● **ТЕКСТ**

Так вот, ради чего все это было? Что, все эти люди стали миллионерами? Попали в список Форбс?

В основном – нет. Наградой им стали, ну максимум, какой-нибудь маленький книжный магазинчик, крошечное издательство, а в основном – интересные воспоминания (и то, если остались живы-здоровы). Но тогда – ради чего же?

А вот стоит задуматься – ради чего. Мне кажется, в ранние и поздние девяностые, в еще не окуклившиеся агрессией нулевые, всеми этими людьми в двигало одно и то же -–  бешеный азарт первооткрывателей, бешеная страсть – сделать революцию в своем деле, дойти до самой сути, говоря словами поэта, который к сожалению лишь в ранние свои годы застал частное книгоиздание, но главное, главное, еще раз повторяю – создать свое, только свое, независимое ни от кого дело. Это был азарт созидателей. Много ли их таких было? На мой взгляд, очень много, и понимать это мы начинаем только сегодня, когда лучшие времена для этой формации людей, увы, прошли.

[Записи разметки положения объектов]
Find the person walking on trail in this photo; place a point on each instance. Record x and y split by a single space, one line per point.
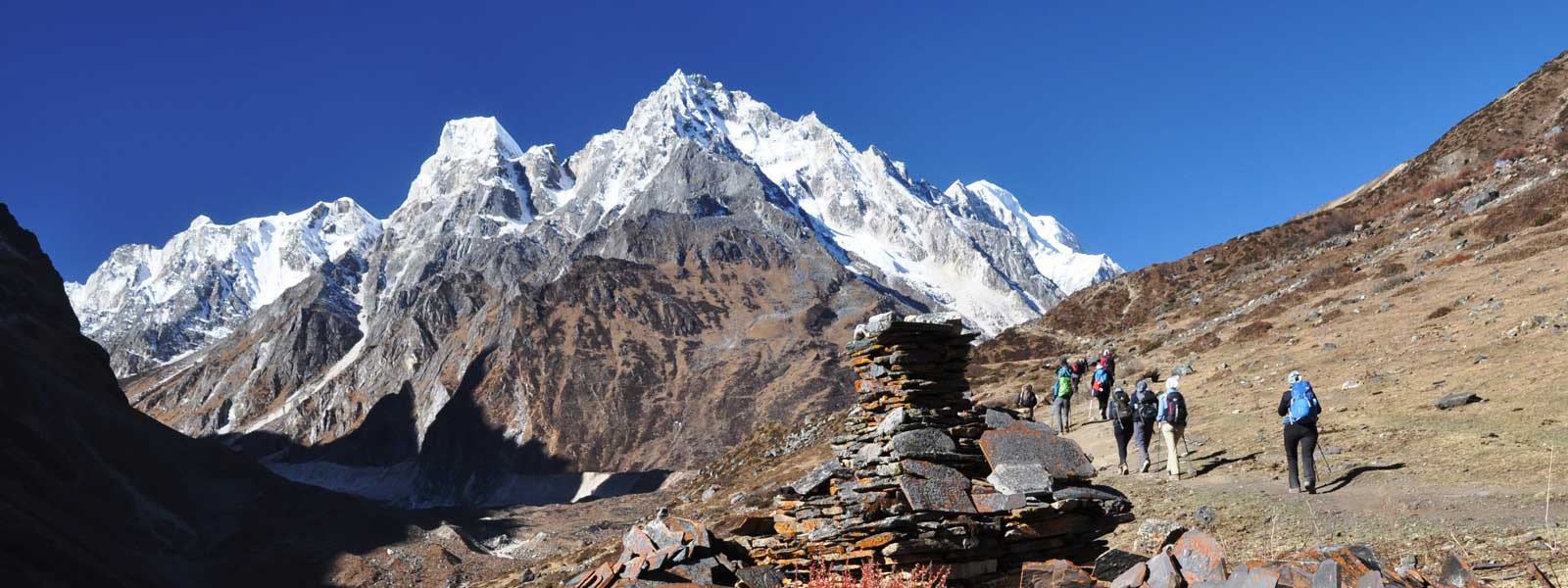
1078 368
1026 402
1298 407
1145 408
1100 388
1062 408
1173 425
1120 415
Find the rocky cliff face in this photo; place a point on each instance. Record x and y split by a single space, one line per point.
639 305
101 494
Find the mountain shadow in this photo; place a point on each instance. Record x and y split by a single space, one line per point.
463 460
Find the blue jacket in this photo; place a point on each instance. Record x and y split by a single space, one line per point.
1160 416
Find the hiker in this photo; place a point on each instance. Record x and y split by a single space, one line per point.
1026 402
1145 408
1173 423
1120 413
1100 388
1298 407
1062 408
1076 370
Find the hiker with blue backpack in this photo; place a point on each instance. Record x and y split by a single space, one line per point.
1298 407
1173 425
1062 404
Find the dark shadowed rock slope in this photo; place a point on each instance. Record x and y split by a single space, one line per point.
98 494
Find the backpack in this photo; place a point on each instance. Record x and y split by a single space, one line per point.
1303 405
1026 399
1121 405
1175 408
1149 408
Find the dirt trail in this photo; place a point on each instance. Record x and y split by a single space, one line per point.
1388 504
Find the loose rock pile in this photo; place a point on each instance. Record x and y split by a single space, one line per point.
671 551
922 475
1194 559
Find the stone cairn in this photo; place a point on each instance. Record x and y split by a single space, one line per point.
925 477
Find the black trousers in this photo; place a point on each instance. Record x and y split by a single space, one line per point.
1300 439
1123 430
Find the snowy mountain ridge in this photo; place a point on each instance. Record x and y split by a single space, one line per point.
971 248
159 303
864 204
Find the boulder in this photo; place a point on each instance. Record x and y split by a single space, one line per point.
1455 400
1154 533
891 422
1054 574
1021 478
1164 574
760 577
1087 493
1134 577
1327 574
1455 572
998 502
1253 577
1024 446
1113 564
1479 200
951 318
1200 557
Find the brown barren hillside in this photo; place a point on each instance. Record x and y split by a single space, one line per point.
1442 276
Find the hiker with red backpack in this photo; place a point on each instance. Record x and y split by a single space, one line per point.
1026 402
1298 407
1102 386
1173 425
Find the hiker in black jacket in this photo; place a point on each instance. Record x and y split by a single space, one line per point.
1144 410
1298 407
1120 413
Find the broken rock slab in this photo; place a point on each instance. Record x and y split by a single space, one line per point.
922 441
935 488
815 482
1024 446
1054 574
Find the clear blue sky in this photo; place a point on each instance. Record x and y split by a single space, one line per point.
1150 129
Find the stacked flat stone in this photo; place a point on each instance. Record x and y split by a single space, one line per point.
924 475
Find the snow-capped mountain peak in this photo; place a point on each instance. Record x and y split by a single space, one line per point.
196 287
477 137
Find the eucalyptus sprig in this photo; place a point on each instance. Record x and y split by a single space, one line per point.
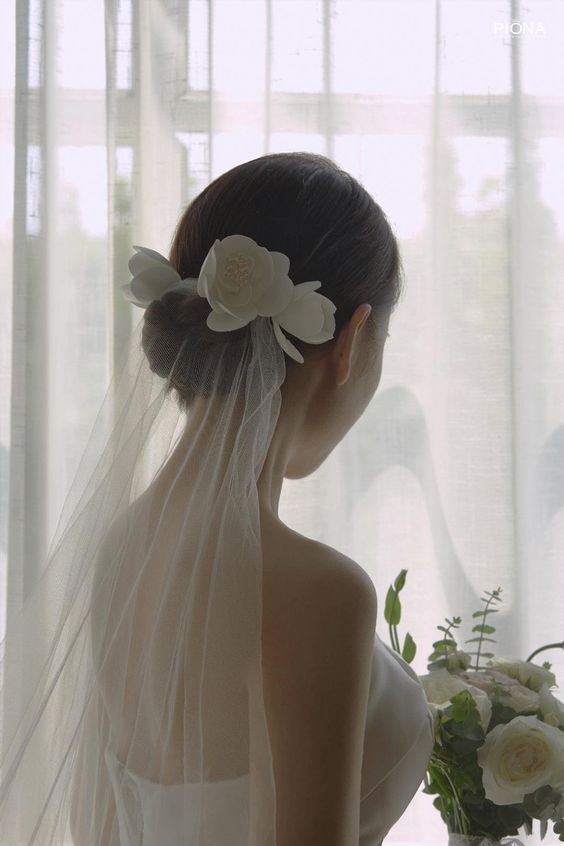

...

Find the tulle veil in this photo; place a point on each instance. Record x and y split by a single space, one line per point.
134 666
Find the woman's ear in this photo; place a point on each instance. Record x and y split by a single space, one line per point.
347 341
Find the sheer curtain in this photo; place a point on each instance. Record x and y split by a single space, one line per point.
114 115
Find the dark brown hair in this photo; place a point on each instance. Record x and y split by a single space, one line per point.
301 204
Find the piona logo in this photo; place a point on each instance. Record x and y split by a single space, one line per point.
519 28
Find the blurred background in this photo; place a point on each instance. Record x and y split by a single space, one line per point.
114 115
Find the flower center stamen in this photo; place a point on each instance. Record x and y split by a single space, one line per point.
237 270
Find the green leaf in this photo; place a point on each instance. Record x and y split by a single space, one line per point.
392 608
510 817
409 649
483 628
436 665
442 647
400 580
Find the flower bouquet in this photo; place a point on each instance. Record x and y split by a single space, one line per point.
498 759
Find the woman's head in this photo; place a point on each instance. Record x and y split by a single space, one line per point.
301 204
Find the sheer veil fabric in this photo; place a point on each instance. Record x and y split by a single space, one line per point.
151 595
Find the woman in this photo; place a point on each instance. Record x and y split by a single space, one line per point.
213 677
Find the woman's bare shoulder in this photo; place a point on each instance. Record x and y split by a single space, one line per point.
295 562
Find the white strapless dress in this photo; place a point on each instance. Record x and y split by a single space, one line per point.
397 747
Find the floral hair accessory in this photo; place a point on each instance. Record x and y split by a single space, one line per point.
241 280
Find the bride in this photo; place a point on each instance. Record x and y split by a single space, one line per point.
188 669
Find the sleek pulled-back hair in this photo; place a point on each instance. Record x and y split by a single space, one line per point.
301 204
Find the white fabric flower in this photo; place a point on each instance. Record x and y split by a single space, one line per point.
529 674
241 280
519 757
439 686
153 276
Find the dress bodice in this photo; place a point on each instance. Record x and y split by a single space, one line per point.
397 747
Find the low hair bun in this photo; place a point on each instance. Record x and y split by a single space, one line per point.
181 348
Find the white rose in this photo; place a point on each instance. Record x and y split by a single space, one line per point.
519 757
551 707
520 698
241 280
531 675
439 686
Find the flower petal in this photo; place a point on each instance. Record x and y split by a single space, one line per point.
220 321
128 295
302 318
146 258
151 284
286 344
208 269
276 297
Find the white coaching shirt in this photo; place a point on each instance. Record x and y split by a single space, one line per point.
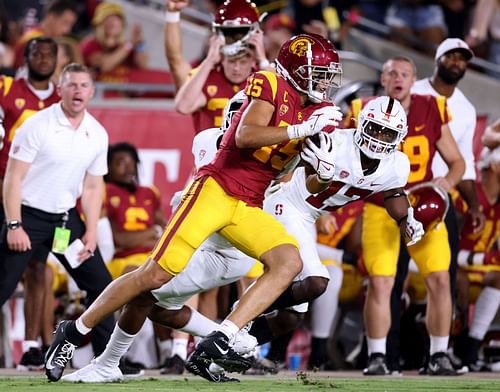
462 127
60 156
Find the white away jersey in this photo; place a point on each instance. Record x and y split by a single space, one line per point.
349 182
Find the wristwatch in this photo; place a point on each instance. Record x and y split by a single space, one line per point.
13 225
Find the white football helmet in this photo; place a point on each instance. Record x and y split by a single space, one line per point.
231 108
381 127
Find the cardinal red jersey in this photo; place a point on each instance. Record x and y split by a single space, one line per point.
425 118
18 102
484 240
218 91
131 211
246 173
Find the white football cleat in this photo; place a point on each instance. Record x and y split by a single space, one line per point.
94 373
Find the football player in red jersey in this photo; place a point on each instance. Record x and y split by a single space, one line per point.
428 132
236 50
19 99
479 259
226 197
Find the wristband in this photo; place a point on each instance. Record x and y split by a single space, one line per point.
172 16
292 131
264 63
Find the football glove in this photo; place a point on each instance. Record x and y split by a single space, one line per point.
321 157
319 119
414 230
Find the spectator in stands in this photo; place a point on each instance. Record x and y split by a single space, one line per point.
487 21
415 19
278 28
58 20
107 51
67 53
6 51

---

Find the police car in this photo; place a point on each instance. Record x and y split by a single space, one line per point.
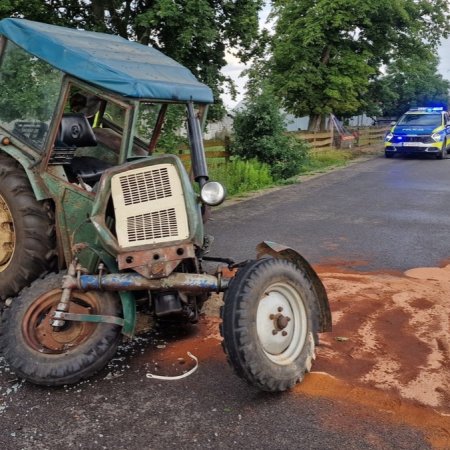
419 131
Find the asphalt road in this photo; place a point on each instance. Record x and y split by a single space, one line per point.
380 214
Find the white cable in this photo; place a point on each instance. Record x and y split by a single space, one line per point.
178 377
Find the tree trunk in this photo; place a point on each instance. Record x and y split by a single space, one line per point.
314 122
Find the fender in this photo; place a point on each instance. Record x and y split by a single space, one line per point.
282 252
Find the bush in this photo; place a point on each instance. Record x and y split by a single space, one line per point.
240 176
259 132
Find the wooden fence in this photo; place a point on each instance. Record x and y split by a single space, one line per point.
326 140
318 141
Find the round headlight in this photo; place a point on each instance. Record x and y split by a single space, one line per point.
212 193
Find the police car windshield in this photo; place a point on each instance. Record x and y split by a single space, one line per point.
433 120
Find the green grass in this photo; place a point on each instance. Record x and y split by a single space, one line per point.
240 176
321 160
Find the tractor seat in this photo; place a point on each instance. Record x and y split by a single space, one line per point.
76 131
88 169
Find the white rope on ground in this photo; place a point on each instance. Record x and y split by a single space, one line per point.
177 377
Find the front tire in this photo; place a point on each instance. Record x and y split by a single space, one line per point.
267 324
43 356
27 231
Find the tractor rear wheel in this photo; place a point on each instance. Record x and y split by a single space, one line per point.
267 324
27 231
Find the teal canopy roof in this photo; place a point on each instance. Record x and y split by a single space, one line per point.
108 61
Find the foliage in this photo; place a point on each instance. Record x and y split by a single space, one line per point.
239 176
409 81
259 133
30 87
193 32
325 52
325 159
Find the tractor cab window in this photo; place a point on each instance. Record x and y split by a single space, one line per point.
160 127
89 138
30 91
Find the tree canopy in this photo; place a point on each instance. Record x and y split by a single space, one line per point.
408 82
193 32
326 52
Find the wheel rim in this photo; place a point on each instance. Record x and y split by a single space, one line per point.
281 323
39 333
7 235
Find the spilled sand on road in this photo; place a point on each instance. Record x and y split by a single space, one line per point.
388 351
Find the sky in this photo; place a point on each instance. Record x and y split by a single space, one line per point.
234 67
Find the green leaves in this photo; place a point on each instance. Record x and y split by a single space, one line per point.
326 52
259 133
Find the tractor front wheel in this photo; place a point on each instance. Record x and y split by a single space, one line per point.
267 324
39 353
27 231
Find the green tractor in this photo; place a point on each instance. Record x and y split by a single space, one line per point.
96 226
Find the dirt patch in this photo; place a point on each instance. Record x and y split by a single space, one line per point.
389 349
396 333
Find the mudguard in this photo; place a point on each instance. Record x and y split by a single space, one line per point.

● **ЗАДАНИЕ A**
Богатства эти люди не нажили. Что, по словам автора текста о частном книгоиздании, ими тогда двигало? Ответьте в одном–трех предложениях.
● **ЗАДАНИЕ B**
Перечислите все, что в тексте о частном книгоиздании названо наградой этих людей.
● **ЗАДАНИЕ C**
Продолжите текст о частном книгоиздании, начав сразу после его последнего предложения.
Этот перечень — отдельный материал, с текстом он не связан.

● **ОТВЕТ К ЗАДАНИЮ A**
Ими двигал бешеный азарт первооткрывателей и созидателей, страсть сделать революцию в своем деле и дойти до самой сути. Главное же было создать свое, независимое ни от кого дело.

● **ОТВЕТ К ЗАДАНИЮ B**
Маленький книжный магазинчик, крошечное издательство, интересные воспоминания.

● **ОТВЕТ К ЗАДАНИЮ C**
Так вот. Хочу спросить – себя и вас – прошло ли время этой самой революции, которую совершали те люди? Совершали, открывая новые театры, издательства, газеты, журналы и телекомпании, компьютерные сервисы, частные образовательные системы, музеи, и так далее, и так далее. То есть прошло ли время революции, которую они совершили, говоря языком Маркса, в общественных отношениях…

И в какое же время теперь нам всем предстоит жить?

школа современной пьесы

 

Я зашел на Неглинную и спросил у Иосифа Леонидовича, как вообще у них там дела, что происходит. Выяснилось, что дела пока ничего. Что театр только что отыграл блестящие гастроли в Новосибирске, при полных залах. Что в декабре театр будет играть спектакль «Спасти камер-юнкера Пушкина», последнюю свою премьеру, которую я, кстати, успел посмотреть еще на Трубной. Эта беда показала, как много у театра настоящих друзей, как высока цеховая солидарность – многие, многие театры поспешили предложить руку помощи, свою площадку. Что «Школа современной пьесы», наконец, собирается-таки выпустить еще одну премьеру, может быть, и до Нового года – давно обещанный спектакль по пьесе Виктора Шендеровича «Последний ацтек», с Филозовым и Веденеевой в главных ролях.

– Ну, а в среднесрочной перспективе? – спросил я осторожно.

– Ну а в среднесрочной перспективе, мы, конечно, ждем решения, которое может принять только московское правительство, наш мэр Собянин – о включении плана реконструкции в бюджет следующего года.

– То есть чтобы что?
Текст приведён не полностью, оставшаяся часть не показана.